Named object pointing entries:
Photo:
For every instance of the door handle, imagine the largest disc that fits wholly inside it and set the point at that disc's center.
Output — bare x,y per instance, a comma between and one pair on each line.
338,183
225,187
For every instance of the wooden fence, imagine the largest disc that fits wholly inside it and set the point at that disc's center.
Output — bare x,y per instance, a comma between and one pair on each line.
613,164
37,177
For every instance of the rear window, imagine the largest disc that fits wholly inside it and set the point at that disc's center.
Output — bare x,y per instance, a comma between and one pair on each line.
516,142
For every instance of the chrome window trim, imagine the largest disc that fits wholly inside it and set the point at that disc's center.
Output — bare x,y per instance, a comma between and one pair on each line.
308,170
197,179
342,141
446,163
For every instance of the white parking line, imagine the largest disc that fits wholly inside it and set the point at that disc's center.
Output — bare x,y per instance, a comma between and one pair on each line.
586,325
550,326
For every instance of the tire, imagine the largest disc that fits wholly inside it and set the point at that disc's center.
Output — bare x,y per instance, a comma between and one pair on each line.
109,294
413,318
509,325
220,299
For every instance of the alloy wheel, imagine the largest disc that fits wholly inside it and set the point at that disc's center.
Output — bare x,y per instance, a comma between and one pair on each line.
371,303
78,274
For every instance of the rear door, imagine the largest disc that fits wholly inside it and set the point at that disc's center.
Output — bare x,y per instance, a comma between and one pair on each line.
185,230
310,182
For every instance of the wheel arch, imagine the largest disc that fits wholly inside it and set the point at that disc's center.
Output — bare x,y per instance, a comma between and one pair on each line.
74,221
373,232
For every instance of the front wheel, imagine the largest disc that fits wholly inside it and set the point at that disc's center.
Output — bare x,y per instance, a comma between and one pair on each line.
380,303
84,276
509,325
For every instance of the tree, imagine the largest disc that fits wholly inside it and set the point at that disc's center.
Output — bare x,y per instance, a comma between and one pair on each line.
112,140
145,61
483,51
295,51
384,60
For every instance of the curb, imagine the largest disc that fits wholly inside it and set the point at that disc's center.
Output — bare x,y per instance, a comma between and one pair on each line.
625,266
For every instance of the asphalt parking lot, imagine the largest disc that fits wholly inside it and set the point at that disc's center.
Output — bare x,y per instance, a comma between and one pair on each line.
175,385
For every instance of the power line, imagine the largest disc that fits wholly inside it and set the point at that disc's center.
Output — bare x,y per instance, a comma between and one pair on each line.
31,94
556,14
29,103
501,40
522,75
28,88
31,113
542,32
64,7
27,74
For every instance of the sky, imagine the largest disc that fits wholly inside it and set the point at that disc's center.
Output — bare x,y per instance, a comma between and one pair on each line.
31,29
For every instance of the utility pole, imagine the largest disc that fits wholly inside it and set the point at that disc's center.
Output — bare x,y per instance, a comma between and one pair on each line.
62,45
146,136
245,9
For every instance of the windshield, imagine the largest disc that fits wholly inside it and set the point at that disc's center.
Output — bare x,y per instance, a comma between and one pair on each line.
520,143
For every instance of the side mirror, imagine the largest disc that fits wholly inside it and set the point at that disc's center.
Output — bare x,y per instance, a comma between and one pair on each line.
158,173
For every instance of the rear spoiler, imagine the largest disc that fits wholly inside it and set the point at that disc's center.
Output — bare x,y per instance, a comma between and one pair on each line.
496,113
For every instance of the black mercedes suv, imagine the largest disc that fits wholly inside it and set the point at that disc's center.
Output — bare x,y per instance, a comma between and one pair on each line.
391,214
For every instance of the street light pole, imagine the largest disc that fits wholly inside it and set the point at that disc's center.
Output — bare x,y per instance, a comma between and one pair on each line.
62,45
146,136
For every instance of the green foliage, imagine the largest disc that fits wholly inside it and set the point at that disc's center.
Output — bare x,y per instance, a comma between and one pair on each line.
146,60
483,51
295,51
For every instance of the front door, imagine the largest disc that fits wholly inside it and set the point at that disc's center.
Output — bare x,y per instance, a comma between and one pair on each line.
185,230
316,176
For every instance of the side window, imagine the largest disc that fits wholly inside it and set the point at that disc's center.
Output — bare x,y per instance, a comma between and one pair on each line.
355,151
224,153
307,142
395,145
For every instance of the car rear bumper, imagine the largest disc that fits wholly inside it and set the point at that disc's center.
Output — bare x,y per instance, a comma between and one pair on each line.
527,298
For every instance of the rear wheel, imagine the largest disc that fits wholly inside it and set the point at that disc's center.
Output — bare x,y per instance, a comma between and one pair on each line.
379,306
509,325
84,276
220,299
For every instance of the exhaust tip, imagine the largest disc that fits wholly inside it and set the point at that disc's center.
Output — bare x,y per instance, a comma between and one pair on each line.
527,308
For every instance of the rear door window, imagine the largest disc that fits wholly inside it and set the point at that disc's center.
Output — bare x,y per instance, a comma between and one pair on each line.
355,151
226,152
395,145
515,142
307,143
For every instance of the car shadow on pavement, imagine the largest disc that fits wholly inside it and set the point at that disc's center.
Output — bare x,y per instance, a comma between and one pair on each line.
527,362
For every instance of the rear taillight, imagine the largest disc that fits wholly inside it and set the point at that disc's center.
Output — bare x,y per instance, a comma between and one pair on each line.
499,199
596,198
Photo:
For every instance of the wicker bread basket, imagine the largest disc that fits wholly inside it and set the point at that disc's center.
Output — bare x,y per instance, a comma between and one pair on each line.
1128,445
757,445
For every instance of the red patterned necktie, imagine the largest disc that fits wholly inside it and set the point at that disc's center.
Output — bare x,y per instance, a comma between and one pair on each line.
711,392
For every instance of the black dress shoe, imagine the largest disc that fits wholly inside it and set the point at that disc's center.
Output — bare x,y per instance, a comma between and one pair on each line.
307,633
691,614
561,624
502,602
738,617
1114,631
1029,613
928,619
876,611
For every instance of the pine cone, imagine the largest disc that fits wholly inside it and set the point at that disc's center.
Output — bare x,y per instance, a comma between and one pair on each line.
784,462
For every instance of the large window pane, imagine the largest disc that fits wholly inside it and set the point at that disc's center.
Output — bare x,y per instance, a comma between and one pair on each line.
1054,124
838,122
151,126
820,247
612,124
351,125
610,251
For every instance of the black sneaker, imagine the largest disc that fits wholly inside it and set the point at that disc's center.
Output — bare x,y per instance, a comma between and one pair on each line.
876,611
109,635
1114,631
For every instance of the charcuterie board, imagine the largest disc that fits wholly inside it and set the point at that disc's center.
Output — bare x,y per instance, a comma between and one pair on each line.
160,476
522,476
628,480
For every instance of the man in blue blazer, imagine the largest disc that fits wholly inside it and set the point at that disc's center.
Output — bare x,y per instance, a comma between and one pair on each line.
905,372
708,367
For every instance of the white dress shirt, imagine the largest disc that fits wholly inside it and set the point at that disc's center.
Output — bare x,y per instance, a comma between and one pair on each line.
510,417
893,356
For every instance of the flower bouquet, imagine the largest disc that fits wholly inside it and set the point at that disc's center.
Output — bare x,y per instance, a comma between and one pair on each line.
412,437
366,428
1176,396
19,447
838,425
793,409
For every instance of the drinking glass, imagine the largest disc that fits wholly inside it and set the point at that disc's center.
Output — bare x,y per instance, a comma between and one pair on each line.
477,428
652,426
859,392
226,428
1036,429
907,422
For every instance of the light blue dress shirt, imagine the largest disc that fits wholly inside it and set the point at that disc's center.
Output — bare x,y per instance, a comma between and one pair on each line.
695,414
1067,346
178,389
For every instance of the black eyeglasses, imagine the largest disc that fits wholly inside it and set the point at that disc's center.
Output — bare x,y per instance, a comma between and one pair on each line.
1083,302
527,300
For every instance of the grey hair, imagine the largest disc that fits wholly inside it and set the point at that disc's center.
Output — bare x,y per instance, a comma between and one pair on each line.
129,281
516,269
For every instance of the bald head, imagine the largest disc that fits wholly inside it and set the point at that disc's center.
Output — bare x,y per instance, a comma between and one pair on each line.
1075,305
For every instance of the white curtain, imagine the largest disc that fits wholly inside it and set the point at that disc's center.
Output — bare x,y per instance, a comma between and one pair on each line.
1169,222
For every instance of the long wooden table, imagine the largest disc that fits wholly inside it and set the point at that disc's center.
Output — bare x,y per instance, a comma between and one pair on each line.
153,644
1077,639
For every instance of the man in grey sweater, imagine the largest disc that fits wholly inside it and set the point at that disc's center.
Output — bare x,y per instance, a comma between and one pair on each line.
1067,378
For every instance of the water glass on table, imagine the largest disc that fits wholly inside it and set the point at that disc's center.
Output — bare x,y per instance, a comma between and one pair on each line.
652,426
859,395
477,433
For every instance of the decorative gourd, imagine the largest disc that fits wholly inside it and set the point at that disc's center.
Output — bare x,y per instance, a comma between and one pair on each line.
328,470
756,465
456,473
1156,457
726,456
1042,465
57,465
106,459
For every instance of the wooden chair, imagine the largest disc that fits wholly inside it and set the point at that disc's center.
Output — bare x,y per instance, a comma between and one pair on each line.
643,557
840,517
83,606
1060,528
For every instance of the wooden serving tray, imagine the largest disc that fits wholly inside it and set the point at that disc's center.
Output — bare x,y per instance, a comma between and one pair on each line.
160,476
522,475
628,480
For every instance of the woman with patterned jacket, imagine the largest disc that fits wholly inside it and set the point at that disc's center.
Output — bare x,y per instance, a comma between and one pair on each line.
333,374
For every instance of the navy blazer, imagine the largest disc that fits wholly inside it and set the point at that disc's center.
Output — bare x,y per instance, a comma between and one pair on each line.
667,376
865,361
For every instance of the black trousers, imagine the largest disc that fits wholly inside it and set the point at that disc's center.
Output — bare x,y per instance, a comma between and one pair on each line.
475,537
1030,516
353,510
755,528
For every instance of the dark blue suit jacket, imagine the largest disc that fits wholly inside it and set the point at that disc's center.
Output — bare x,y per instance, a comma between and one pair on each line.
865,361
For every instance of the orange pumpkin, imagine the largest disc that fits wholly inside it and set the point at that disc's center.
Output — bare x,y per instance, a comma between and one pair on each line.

WHAT IS REQUIRED:
Everything from the line containing "For every instance of the navy" to the last line of the entries above should be quoted exactly, and only that.

SOLUTION TO THIS TASK:
For every instance of the navy blazer, imagine the largest disc that fits wholly inside it and set the point at that disc's center.
Output — bare x,y per instance, a comma between and one pair on each line.
667,376
865,361
For every instance of the black trousers, imagine the largest disc that fits wholly inside it and set the point at that disc's center.
Output — bare x,y per instance, a comma between and one pair on each line.
475,537
1030,516
353,510
755,528
For every instance of the dark blue suit jacket, imagine the largest disc that fits wholly inside it and set the point at that disc's center.
Output — bare x,y per instance, a comma between and one pair on each line.
865,361
For every instance of the orange pumpkin, imagine the largest disc that fits wholly inside it and set the point at that disc's center.
Output — bare x,y per instance, a comma between and one pair on each line.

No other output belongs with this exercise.